Wheel and Rim Problems

  • Damaged rims.
  • Rust around wheel nuts may mean the nuts are loose--check tightness. After a tire has been changed, stop a short while later and re-check tightness of nuts.
  • Missing clamps, spacers, studs, or lugs means danger.
  • Mismatched, bent, or cracked lock rings are dangerous.
  • Wheels or rims that have had welding repairs are not safe.

Bad Brake Drums or Shoes

  • Cracked drums.
  • Shoes or pads with oil, grease, or brake fluid on them.
  • Shoes worn dangerously thin, missing, or broken.

Steering System Defects

  • Missing nuts, bolts, cotter keys, or other parts.
  • Bent, loose, or broken parts, such as steering column, steering gear box, or tie rods.
  • If power steering equipped, check hoses, pumps, and fluid level; check for leaks.
  • Steering wheel play of more than 10 degrees (approximately 2 inches movement at the rim of a 20- inch steering wheel) can make it hard to steer.
+++++
#### TASK REQUIREMENTS
1) From the vehicle inspection checklist, list the wheel parts whose absence the checklist says means danger.
2) Pick out every line of the entries that contains the string "rack". Case counts.
The entries that come next have no connection to the vehicle inspection checklist.
+++++
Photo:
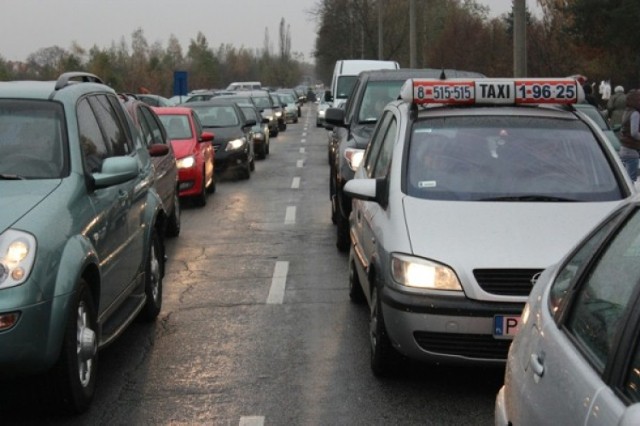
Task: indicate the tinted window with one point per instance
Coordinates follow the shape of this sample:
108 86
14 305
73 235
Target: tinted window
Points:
602 299
508 159
32 141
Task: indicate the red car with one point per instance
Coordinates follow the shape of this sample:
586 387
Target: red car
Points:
193 150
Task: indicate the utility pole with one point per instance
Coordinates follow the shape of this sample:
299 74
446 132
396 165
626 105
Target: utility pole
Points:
380 49
412 34
519 38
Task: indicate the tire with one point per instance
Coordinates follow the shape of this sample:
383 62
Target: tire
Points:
200 200
355 288
381 349
153 274
73 379
173 224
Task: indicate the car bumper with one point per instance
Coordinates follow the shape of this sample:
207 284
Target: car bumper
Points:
32 345
445 328
190 182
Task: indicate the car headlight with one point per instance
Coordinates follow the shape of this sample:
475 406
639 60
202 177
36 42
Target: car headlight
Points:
235 144
186 162
416 272
354 157
17 254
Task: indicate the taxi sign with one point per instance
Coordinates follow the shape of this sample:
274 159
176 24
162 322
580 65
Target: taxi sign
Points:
496 91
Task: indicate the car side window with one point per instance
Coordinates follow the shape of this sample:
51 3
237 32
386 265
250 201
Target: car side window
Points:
107 116
602 299
384 159
94 147
376 143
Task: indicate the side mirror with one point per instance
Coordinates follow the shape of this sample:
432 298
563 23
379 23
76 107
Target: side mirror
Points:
158 150
206 137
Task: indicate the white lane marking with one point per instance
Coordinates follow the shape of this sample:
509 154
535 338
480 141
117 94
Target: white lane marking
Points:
290 215
278 283
251 421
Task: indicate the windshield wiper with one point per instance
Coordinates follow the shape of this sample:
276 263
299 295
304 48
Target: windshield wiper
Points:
6 176
532 197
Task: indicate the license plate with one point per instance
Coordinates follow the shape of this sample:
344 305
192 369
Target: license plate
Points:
505 326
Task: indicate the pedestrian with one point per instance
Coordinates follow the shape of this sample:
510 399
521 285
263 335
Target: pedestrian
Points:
630 134
616 106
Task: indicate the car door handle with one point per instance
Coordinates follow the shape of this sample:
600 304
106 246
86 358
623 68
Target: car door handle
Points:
537 365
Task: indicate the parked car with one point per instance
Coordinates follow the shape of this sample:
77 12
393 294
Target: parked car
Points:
466 192
260 131
81 233
576 358
155 138
233 143
262 100
195 155
154 100
353 125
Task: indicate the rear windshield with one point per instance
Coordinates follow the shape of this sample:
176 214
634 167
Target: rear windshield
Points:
508 159
33 142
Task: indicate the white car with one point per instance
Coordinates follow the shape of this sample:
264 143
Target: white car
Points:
466 192
576 359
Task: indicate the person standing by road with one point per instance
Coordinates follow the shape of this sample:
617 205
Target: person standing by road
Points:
630 134
616 107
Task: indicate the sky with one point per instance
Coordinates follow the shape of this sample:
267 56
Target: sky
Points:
29 25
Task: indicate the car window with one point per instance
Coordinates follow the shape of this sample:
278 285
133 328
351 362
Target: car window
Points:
601 300
507 158
376 95
384 158
177 126
371 154
115 136
92 142
31 139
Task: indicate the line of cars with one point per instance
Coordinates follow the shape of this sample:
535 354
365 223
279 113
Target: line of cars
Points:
468 194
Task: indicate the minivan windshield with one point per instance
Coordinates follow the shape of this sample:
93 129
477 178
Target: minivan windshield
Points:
507 158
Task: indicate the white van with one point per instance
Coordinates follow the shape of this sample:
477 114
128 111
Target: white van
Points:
346 72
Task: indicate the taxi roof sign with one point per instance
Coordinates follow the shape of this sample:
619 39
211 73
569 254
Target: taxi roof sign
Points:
492 91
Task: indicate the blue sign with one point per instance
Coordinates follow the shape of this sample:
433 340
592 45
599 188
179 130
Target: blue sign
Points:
180 86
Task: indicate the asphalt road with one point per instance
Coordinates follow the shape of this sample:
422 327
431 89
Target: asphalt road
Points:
257 327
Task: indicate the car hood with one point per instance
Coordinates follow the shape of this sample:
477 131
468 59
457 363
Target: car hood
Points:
224 134
361 134
20 197
183 147
508 235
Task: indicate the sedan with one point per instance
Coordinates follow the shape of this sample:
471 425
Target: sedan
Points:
193 150
576 358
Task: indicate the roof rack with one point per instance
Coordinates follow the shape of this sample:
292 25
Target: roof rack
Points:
76 77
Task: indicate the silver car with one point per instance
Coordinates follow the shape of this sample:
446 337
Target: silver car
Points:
466 192
576 359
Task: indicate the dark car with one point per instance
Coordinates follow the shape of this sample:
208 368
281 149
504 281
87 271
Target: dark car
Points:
232 143
260 131
262 100
353 126
155 137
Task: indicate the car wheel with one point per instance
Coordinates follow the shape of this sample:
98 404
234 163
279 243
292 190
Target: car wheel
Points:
74 375
381 349
355 288
153 280
173 225
200 200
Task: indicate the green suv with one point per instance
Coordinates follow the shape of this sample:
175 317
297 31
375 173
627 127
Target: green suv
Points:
81 228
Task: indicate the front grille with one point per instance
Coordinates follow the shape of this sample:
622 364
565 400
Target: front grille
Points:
506 282
480 346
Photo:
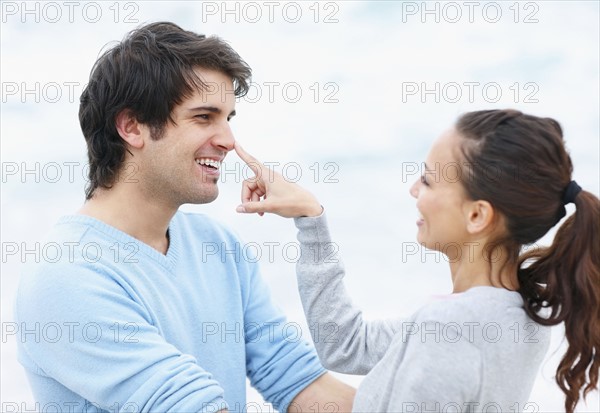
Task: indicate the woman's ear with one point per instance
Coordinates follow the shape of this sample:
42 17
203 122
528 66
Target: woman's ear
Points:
479 216
129 129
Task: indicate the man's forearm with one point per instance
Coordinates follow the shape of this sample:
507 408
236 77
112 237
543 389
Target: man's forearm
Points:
325 394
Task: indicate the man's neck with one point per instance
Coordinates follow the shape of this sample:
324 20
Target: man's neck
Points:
144 219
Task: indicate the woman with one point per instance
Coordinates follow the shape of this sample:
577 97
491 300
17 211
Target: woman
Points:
479 349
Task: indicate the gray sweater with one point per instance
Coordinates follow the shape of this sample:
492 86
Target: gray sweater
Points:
468 352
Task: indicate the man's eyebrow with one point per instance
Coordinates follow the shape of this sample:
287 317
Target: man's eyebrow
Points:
211 109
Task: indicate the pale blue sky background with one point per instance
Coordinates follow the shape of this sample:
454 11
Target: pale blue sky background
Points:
363 139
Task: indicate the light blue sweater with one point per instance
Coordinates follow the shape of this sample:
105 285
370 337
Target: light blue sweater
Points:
110 321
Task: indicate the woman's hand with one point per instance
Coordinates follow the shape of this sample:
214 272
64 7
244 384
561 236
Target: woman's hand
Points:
268 191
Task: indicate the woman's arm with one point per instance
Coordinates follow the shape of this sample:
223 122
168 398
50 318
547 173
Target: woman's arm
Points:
344 340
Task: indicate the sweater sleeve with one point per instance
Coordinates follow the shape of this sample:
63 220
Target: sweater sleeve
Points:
107 349
345 342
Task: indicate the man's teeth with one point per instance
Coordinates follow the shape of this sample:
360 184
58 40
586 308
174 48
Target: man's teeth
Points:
209 162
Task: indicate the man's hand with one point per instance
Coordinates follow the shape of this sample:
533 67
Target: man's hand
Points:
268 191
325 394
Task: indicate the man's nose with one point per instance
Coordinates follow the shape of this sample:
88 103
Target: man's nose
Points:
224 137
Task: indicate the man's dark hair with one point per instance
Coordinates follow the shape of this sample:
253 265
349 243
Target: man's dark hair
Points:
148 73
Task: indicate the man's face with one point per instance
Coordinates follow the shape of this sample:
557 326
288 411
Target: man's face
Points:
183 166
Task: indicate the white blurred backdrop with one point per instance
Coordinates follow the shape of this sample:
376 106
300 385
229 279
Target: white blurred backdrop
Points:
346 99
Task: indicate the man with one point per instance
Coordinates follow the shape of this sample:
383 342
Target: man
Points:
140 318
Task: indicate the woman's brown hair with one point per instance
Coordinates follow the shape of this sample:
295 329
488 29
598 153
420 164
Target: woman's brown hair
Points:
519 164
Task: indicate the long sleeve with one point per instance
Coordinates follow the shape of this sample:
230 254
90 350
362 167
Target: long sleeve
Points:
345 341
101 344
280 363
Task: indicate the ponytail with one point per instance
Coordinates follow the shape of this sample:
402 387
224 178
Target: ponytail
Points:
565 278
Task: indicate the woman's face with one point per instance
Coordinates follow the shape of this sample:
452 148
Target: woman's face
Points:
441 199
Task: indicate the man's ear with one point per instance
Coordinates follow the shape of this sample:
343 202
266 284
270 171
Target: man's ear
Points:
129 129
479 216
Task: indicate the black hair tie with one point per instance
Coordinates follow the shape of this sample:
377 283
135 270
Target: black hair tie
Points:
571 192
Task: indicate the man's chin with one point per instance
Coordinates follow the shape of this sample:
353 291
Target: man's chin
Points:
206 198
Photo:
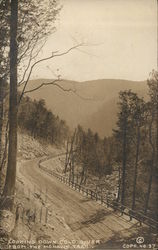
+++++
#### EXPECTED RESULTS
1) Clamps, spacers, studs, lugs

2)
Task: indicate the roof rack with one point per instance
Target: roof rack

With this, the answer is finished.